__What you are asked to do__
Reproduce the listing below verbatim, line for line, leaving out the pictures.

__Data supplied__
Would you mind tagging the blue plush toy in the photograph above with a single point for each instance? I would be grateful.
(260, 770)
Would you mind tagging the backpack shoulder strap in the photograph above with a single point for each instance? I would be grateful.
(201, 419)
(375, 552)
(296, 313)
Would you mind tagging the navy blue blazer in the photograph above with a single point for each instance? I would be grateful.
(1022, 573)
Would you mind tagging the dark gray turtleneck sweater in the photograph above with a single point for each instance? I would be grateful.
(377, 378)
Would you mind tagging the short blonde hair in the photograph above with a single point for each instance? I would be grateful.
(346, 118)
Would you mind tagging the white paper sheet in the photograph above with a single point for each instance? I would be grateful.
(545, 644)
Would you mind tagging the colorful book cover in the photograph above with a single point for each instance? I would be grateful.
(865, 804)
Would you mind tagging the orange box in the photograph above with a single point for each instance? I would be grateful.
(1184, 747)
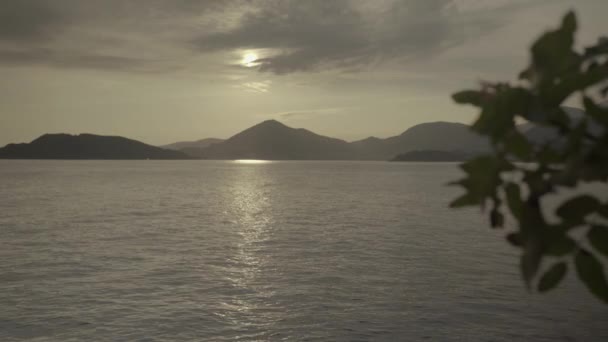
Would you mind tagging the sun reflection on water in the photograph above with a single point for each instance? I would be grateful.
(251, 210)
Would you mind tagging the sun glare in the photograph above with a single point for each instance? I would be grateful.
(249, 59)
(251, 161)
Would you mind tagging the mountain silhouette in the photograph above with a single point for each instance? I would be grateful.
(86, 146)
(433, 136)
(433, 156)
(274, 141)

__Written solution__
Would you mind tagging the blue plush toy in the photograph above with a single point for each instance? I would be grateful.
(260, 770)
Would you mind tagging the backpack shoulder strap in the photograph above with a single point for each instance? I would be grateful.
(201, 419)
(375, 552)
(296, 313)
Would you mind tagging the navy blue blazer in the photograph above with a single point for each instance? I would be grateful.
(1022, 573)
Would you mind tagging the dark gray turtleneck sweater in the photograph above with a single point for each instance? I would be grateful.
(377, 378)
Would you mind tagging the short blonde hair in the photograph above with a single point for each instance? I would be grateful.
(346, 118)
Would you mind tagging the white paper sheet in the photograph above with a single point for each instance? I would be grateful.
(545, 644)
Would you mind tagging the colorful book cover in the photograph above with a single point for each instance? I would be grateful.
(865, 804)
Would you mind tagging the orange box in the photograph above with a single point for each instance? I would be grateful.
(1184, 747)
Would you mind tagging the sun reflection on water in the photograph above with a single point for each instance? I would be grateful.
(251, 210)
Would you mind tagging the sun glare in the photograph above with a single point for each instance? I would be grateful.
(249, 59)
(251, 161)
Would you mind tagging the mountain silhouette in the photograph above with a single point for each instance? I would be grateful.
(86, 146)
(433, 136)
(433, 156)
(274, 141)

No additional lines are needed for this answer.